Irish writer and performer

Ian Macpherson is an Irish writer and performer. He is best known for his stand-up comedy (especially alternative comedy) and for his comic novels including Deep Probings: The Autobiography of a Genius. In 2004, Deep Probings was featured as a BBC Radio 4 Book at Bedtime. He has also written a number of children's books including Late Again!

Macpherson won the first Time Out Comedy Award in 1988. Several one-man shows followed at the Edinburgh Festival Fringe, including The Chair at the Assembly Rooms in 2001 and The Joy Of Death at the Pleasance in 2002. At this time he was also writing comedy scripts and radio plays and he performed with Arnold Brown at the festival in 2008. His solo show The Everlasting Book Launch was on at the Assembly Rooms in 2015.

2011 saw the publication of The Autobiography of Ireland's Greatest Living Genius, an omnibus containing both Deep Probings and its previously unpublished sequel, Posterity Now. The Book of Blaise (or How To Survive The Menopause With Your Manhood Intact), came out in 2015. Sloot, the first installment of a proposed trilogy of post-postmodern crime anti-thrillers, was published in 2019. Hewbris was published in 2022.

Macpherson lives in Glasgow and is married to poet Magi Gibson.

### Actions to take
a) Can you copy the Ian Macpherson profile starting at "2011 saw the" and ending at "published in 2022."?
b) How would you sum up the Ian Macpherson profile in two sentences?
Nothing in the records is needed here.

### Supplied entries
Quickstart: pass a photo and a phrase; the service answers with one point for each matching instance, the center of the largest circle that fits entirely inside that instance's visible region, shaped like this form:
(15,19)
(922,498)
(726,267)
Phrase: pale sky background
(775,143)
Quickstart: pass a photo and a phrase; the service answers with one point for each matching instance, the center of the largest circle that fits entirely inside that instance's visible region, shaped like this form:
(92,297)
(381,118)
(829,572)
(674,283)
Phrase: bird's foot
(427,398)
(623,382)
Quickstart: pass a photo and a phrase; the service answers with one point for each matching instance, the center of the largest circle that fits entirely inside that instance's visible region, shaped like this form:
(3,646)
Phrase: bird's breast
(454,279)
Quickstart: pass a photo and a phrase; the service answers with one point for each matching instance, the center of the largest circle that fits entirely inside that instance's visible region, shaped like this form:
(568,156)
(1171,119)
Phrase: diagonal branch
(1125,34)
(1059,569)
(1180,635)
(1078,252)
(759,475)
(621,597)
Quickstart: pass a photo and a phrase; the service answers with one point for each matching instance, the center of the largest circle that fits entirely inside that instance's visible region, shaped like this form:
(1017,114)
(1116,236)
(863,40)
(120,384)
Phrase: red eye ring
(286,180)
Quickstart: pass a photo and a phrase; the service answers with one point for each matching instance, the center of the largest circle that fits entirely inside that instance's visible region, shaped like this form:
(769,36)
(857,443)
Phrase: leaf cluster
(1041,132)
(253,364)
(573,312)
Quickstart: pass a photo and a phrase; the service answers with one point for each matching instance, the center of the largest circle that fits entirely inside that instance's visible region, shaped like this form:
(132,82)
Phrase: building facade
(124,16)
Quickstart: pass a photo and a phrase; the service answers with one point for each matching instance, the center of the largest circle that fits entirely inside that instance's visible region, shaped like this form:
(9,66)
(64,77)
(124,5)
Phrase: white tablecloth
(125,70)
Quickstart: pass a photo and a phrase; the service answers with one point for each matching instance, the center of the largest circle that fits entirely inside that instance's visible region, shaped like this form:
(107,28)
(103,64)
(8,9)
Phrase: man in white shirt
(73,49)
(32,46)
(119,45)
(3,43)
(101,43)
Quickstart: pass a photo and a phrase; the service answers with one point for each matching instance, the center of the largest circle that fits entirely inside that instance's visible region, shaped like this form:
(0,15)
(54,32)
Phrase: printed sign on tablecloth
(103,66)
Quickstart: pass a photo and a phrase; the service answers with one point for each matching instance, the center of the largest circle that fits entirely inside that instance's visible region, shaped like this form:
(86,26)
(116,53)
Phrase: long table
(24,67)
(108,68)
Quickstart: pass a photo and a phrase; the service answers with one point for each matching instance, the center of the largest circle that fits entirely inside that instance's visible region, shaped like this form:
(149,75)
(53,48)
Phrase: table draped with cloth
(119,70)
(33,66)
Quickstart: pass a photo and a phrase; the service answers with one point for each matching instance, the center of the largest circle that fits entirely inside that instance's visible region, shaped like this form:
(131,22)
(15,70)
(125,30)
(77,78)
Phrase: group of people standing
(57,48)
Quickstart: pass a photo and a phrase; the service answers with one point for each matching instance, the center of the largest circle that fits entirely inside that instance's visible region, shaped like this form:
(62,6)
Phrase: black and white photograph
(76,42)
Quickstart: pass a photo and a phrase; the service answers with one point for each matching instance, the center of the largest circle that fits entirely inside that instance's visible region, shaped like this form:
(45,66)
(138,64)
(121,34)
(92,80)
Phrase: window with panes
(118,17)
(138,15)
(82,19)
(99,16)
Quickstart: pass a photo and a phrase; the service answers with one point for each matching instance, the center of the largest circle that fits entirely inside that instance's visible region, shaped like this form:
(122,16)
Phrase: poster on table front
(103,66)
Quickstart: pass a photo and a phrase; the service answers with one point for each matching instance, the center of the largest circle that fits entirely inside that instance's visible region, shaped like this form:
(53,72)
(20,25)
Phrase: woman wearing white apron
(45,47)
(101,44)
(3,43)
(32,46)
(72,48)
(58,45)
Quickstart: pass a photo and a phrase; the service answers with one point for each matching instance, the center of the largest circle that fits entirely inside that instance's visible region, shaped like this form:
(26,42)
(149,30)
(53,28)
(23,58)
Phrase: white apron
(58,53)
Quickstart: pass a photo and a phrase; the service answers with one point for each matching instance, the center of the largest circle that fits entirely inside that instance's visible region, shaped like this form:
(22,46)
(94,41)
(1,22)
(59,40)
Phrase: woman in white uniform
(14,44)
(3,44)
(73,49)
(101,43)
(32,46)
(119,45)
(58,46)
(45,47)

### Exercise results
a)
2011 saw the publication of The Autobiography of Ireland's Greatest Living Genius, an omnibus containing both Deep Probings and its previously unpublished sequel, Posterity Now. The Book of Blaise (or How To Survive The Menopause With Your Manhood Intact), came out in 2015. Sloot, the first installment of a proposed trilogy of post-postmodern crime anti-thrillers, was published in 2019. Hewbris was published in 2022.

b) Ian Macpherson is an Irish writer and performer best known for his stand-up comedy and comic novels such as Deep Probings. He won the first Time Out Comedy Award in 1988 and went on to stage several one-man shows at the Edinburgh Festival Fringe, while later books include The Book of Blaise, Sloot and Hewbris.